» QUESTIONS ON THE MATERIAL:
a – Set down the passage on antidepressant studies word for word. Begin at the words "That said, the" and stop after "likely to relapse.".
b – For each statement below, answer yes or no according to the passage on antidepressant studies. Quote the words from the passage that decide each answer.
(i) The trials analyzed in the review were all 6-8 weeks long.
(ii) The review consisted mainly of previously published studies.
(iii) The performance gap between placebos and SSRI's narrows the longer a person takes the drug.
c – In the passage on antidepressant studies, what term refers to SSRI's rarely producing any positive benefits for the first several weeks?

[[ GIVEN TEXT, beginning ]]

Lots of attention has been paid to the latest review/meta-analysis demonstrating that popular antidepressant medications don't seem to be that much more effective than placebos. While this certainly isn't the first time someone has demonstrated that Prozac is only mildly more useful than a sugar pill (unless, that is, you fall into the "severely depressed" category), this review was noteworthy because it consisted mainly of previously unpublished studies done by the drug makers before the drugs were put on sale. As Time magazine notes, this allows the researchers to "avoid a bias that often plagues reviews of previous research: the tendency for conclusive positive results to be published, sometimes more than once, and thus over-represented, while mediocre results can be ignored or even swept under the rug."
That said, the study does come with one big caveat: the trials it analyzed are all 6-8 weeks long. In that short time frame, Prozac is often no better than a placebo. (Keep in mind that SSRI's rarely produce any positive benefits for the first several weeks, a phenomenon known as the Prozac lag.) However, the performance gap between placebos and SSRI's tends to widen the longer a person is taking the drug. After a while, the placebo effect tends to wear off, which is why people on an "active drug" are less likely to relapse.

[[ GIVEN TEXT, end ]]
[[ INFORMATION SHOWN, beginning ]]

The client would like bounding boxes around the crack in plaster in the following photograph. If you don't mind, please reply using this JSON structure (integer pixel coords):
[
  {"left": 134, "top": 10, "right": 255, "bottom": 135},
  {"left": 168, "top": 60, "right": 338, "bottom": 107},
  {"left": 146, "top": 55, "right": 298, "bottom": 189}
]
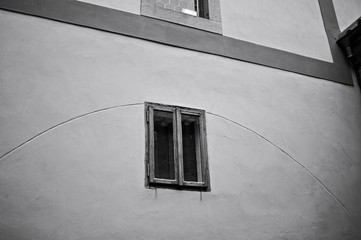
[
  {"left": 0, "top": 103, "right": 361, "bottom": 232},
  {"left": 206, "top": 112, "right": 361, "bottom": 232},
  {"left": 0, "top": 103, "right": 144, "bottom": 162}
]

[[ INFORMATION SHOWN, end ]]

» EXERCISE SOLUTIONS:
a –
That said, the study does come with one big caveat: the trials it analyzed are all 6-8 weeks long. In that short time frame, Prozac is often no better than a placebo. (Keep in mind that SSRI's rarely produce any positive benefits for the first several weeks, a phenomenon known as the Prozac lag.) However, the performance gap between placebos and SSRI's tends to widen the longer a person is taking the drug. After a while, the placebo effect tends to wear off, which is why people on an "active drug" are less likely to relapse.

b –
(i) Yes: "the trials it analyzed are all 6-8 weeks long."
(ii) No: "it consisted mainly of previously unpublished studies done by the drug makers before the drugs were put on sale."
(iii) No: "the performance gap between placebos and SSRI's tends to widen the longer a person is taking the drug."

c – The Prozac lag.